#### Required task 1:
In the context post, who called the author's habit of switching between tasks multi-tasking?
#### Required task 2:
For each statement below, say whether the context post supports it, answering yes or no and quoting the deciding words of the post. (a) The author's April 2008 talk is at Information Today's Buying & Selling Econtent conference. (b) The author's son handles context shifting less well than the author does. (c) The author starts thinking about a keynote topic about a week before the event.
#### Required task 3:
Rewrite the stretch of the context post from "Context: Popular Term, Difficult" through "call, context shifting.", replacing "topic" with "subject".

Context: Popular Term, Difficult Technical Challenge

February 13, 2008

In April 2008, I’m giving a talk at Information Today’s Buying & Selling Econtent conference.

When I am designated as a keynote speaker, I want to be thought provoking and well prepared. So I try to start thinking about the topic a month or more before the event. As I was ruminating about my topic, I was popping in and out of email. I was doing, what some students of human behavior might call, context shifting.

The idea is that I was doing one thing (thinking about a speech) and then turning my attention to email or a telephone call. When I worked at Booz, Allen, my boss described this behavior as multi-tasking, but I don’t think what I was doing was doing two or three things at once. He was, like Einstein, not really human. I’m just a guy from a small town in Illinois, trying to do one thing and not screwing it up. So I was doing one thing at a time, just jumping from one work context to another. Normal behavior for me, but I know from observation my 86-year-old father doesn’t handle this type of function as easily as I do. I also know that my son is more adept at context shifting than I am. Obviously it’s a skill that can deteriorate as one’s mental acuity declines.

What struck me this morning was that in the space of a half hour, one email, one telephone call, and one face-to-face meeting each used the word “context”. Perhaps the Nokia announcement and its use of the word context allowed me to group these different events. I think that may be a type of meta tagging, but more about that notion in a moment.

#### Recorded data:
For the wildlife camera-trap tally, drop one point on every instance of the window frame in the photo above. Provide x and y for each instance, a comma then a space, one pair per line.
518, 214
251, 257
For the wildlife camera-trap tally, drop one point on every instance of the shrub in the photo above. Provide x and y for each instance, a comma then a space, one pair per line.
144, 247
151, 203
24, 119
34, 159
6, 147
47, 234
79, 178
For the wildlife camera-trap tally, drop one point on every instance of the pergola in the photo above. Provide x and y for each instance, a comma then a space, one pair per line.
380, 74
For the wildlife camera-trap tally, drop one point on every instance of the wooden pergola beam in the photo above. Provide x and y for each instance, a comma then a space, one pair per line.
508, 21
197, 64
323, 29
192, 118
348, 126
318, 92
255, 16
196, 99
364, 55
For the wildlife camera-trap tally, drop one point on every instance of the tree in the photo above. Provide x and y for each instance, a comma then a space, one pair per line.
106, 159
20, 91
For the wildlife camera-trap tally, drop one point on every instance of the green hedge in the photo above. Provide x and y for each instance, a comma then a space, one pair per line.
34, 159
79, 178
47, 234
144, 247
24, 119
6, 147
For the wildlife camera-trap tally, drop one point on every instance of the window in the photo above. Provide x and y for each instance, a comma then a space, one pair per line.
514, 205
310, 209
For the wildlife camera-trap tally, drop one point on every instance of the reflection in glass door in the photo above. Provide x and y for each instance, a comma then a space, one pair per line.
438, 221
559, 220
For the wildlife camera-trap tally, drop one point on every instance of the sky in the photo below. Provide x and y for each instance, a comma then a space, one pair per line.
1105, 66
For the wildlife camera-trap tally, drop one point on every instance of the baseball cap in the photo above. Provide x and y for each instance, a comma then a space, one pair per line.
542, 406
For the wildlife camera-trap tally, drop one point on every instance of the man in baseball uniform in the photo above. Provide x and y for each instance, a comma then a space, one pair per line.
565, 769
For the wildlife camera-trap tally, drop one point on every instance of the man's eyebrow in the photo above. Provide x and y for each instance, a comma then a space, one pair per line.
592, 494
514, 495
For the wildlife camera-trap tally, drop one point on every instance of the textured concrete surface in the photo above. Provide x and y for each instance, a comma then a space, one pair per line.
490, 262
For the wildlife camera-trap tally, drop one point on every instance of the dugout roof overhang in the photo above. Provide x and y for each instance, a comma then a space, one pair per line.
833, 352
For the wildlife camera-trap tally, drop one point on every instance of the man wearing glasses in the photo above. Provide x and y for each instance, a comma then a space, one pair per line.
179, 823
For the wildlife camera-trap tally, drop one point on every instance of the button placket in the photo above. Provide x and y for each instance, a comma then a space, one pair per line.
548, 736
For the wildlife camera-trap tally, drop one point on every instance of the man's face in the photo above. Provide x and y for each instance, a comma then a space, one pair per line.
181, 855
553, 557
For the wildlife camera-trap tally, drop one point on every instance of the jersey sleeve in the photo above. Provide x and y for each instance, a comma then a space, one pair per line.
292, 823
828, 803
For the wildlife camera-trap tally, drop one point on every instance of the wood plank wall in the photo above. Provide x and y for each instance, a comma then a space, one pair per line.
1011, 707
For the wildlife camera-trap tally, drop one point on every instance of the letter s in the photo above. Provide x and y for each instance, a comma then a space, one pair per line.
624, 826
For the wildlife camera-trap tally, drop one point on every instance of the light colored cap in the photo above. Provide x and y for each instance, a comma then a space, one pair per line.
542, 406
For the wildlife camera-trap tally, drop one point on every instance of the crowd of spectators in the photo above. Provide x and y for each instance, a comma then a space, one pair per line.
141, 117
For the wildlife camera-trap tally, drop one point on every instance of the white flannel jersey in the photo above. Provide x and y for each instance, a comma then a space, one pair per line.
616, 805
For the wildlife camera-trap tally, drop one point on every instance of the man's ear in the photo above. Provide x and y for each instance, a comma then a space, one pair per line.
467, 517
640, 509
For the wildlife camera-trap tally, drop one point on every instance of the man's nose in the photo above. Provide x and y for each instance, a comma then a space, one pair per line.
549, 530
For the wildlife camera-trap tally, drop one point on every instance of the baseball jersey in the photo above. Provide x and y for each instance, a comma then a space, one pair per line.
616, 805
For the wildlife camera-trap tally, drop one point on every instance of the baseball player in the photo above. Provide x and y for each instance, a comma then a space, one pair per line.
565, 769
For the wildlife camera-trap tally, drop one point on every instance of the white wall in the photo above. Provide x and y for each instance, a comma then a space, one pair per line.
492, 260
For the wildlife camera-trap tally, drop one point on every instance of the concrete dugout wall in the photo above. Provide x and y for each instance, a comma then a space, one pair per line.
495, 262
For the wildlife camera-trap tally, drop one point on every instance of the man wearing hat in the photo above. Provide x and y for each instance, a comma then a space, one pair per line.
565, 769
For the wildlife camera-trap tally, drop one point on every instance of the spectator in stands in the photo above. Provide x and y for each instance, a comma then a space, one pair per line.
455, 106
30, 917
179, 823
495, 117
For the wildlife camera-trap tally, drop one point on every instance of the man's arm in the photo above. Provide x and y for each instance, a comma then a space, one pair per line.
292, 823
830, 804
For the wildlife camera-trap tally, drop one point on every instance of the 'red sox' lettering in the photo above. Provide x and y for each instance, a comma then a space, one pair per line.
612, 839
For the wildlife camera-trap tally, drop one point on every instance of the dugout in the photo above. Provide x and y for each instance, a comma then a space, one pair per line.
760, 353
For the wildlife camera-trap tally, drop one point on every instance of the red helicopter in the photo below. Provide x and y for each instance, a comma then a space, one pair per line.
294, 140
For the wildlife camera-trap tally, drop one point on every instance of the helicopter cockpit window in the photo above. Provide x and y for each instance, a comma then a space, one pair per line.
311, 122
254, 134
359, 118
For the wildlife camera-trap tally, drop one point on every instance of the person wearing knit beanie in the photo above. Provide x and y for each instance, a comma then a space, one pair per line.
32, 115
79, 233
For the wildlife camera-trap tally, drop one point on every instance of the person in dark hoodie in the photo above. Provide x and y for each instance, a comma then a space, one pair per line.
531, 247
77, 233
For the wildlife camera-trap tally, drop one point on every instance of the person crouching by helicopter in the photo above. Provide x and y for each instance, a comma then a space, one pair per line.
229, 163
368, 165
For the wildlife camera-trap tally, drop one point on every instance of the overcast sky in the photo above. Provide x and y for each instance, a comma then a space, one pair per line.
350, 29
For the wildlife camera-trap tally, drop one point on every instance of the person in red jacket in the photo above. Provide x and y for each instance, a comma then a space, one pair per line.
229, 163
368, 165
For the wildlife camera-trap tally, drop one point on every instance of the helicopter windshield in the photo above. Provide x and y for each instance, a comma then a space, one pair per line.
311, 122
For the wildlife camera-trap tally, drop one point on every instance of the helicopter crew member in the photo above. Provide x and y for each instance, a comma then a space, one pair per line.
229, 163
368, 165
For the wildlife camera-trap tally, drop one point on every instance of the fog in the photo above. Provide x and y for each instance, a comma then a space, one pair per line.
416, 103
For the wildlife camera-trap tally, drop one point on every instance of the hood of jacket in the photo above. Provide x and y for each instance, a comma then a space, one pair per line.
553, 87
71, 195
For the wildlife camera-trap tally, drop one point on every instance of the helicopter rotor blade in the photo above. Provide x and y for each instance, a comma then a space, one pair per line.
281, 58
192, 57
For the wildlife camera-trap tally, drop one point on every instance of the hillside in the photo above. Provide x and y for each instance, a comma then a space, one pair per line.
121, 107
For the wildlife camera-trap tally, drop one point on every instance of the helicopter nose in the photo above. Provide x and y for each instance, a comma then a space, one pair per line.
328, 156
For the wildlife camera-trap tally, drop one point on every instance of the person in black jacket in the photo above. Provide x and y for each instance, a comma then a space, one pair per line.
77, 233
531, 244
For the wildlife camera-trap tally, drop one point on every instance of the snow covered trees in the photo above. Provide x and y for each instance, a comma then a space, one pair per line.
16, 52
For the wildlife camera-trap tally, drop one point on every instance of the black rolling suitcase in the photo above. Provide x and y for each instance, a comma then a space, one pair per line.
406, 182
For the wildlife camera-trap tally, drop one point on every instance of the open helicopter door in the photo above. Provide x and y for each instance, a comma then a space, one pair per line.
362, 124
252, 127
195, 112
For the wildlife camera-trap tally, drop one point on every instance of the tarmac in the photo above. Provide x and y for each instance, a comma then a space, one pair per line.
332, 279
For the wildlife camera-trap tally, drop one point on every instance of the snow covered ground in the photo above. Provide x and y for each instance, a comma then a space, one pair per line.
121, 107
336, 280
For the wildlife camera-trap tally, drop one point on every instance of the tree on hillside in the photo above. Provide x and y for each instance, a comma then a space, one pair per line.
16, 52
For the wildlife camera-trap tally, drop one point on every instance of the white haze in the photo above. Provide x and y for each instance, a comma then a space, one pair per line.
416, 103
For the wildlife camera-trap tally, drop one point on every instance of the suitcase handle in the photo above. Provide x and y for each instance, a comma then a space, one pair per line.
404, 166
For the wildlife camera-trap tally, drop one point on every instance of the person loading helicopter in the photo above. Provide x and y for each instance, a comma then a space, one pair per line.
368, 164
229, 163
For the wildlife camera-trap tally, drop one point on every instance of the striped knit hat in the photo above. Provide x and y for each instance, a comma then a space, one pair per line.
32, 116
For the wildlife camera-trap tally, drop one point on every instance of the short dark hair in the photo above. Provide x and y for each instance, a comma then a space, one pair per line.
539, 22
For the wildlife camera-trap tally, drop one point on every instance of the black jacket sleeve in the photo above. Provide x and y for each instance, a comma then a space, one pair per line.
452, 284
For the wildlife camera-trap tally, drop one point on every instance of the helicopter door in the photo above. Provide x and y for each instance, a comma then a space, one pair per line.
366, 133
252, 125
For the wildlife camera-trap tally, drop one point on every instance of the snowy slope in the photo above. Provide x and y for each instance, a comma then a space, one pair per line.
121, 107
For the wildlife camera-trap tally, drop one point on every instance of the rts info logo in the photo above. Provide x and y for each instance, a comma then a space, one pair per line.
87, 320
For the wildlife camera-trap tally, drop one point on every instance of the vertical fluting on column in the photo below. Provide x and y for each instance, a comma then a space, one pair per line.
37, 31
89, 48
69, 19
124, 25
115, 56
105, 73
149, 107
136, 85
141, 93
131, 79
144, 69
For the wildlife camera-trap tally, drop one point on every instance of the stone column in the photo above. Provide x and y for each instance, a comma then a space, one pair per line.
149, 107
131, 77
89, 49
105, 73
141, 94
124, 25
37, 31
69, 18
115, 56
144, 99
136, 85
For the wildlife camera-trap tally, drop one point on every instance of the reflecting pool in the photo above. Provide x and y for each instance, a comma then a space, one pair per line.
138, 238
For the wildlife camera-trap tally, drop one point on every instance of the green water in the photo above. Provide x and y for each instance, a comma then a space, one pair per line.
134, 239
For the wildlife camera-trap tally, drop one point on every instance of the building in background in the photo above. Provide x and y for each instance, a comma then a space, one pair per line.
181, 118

#### Task response 1:
His boss at Booz, Allen.

#### Task response 2:
(a) Yes: "In April 2008, I’m giving a talk at Information Today’s Buying & Selling Econtent conference."
(b) No: "I also know that my son is more adept at context shifting than I am."
(c) No: "So I try to start thinking about the topic a month or more before the event."

#### Task response 3:
Context: Popular Term, Difficult Technical Challenge

February 13, 2008

In April 2008, I’m giving a talk at Information Today’s Buying & Selling Econtent conference.

When I am designated as a keynote speaker, I want to be thought provoking and well prepared. So I try to start thinking about the subject a month or more before the event. As I was ruminating about my subject, I was popping in and out of email. I was doing, what some students of human behavior might call, context shifting.